* Task instructions
All records below are to be set down exactly, each character intact.

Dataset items
*** Block opens ***

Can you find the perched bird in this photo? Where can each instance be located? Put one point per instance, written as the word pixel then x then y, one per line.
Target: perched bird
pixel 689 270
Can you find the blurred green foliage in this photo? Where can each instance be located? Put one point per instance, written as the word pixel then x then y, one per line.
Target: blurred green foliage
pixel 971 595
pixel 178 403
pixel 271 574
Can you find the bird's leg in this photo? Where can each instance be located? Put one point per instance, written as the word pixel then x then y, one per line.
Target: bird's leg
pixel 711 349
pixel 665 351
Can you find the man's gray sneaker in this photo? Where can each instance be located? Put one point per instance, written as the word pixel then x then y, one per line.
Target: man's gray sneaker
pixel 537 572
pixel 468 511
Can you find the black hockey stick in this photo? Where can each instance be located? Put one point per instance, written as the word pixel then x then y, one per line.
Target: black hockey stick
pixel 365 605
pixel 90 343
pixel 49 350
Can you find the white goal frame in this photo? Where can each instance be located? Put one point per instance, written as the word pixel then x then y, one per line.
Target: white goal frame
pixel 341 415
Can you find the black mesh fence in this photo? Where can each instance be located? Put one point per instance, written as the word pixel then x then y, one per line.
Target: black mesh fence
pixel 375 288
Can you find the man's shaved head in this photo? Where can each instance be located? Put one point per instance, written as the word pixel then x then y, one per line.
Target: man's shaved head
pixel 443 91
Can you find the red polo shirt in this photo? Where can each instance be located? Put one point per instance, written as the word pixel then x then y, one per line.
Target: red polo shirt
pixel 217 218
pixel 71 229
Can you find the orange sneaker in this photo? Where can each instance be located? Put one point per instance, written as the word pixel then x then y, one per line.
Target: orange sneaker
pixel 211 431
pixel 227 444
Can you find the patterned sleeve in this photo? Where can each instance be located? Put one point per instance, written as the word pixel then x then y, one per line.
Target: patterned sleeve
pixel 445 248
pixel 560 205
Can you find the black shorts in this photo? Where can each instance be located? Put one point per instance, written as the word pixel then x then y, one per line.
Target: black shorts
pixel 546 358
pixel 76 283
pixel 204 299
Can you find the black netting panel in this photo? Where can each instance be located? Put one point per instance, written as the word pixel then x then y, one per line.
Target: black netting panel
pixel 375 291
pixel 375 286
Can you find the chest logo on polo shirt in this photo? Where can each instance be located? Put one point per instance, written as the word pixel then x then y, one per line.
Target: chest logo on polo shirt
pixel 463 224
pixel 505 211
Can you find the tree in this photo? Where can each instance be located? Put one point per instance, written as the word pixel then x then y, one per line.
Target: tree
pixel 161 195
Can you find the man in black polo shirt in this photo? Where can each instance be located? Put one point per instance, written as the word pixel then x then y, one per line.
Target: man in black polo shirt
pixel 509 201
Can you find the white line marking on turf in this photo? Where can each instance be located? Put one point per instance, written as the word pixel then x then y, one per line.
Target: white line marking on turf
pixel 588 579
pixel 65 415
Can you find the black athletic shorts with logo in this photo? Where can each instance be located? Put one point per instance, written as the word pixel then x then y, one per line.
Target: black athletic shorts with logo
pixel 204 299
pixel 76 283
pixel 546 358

*** Block closes ***

* Solution to this problem
Can you find the perched bird in this photo? Where can each instance be located? Put one point per instance, written as the word pixel then x then y, one per line.
Target: perched bird
pixel 689 270
Can you find the blurred green foliage in this photo? Where can each instance be located? Put one point per instance, written as the word pixel then x then y, one per line.
Target: blurred green foliage
pixel 971 595
pixel 178 403
pixel 271 574
Can you find the bird's leg in this photo? Where can each instance be located? Put one point per instance, written as the word pixel then x then y, one per line.
Target: bird's leg
pixel 711 349
pixel 665 351
Can you find the man's gray sneaker in this photo? Where can each instance be located? Put one point per instance, written as the word pixel then x then y, one per line.
Target: man's gray sneaker
pixel 537 572
pixel 468 511
Can you find the black hockey stick in this photo? Where can each instance be located? Put one point per instance, written as the word pixel then x then y, one per line.
Target: black hockey stick
pixel 365 605
pixel 90 343
pixel 49 350
Can you find the white goal frame in this photo? Where can each instance be located? Put one point per instance, written as the word pixel then x then y, one per line.
Target: white goal frame
pixel 341 415
Can you find the black mesh fence in this photo? Where can each instance be located? Put one point per instance, written as the word pixel then x then y, one per line.
Target: black mesh fence
pixel 375 288
Can you find the man's shaved head in this photo? Where can each instance be located? Put one point per instance, written as the word pixel then x then y, one per line.
Target: man's shaved head
pixel 443 91
Can you find the red polo shirt in this photo? Where can each instance be located? Put one point per instance, written as the word pixel then x then y, one per line.
Target: red polo shirt
pixel 217 218
pixel 71 229
Can you find the orange sneaker in this photo? Where can each instance be located? Put one point per instance, written as the word pixel then x then y, one per line.
Target: orange sneaker
pixel 211 431
pixel 227 444
Can you find the patterned sleeve in this photo? Where can each instance be located? Put one point per instance, written as the word pixel then x then y, one per line.
Target: patterned sleeve
pixel 445 248
pixel 560 205
Can you find the black shorts in this photo? Where can each instance be located? Put one point per instance, written as the word pixel then x then y, one per line.
Target: black shorts
pixel 546 358
pixel 76 283
pixel 204 299
Can you find the black netting panel in this photo? Where can each instance be located? Put one point per instance, written as the word pixel then x then y, one per line.
Target: black netting panel
pixel 375 291
pixel 375 286
Can you find the chest logo on polo shirt in this photo? Where can each instance be located? Put one point per instance, written as the word pixel then x then y, one per line.
Target: chest logo on polo shirt
pixel 463 224
pixel 505 211
Can you find the tree in this photo? Where can each instance be located? Put one point per instance, written as the word pixel then x then y, one per line.
Target: tree
pixel 161 195
Can you find the man in black polo shirt in this photo? Where can each instance be located? Put one point per instance, written as the word pixel then x then y, one per line.
Target: man in black polo shirt
pixel 509 201
Can you find the white line marking on turf in this photo? Where can each instance be located? Put one point per instance, written as the word pixel then x then y, one per line.
Target: white line marking on turf
pixel 588 579
pixel 65 415
Can you find the black athletic shorts with logo in this photo? Where can each instance be located? Put one point per instance, written as the word pixel then x then y, one per line.
Target: black athletic shorts with logo
pixel 204 299
pixel 76 283
pixel 546 358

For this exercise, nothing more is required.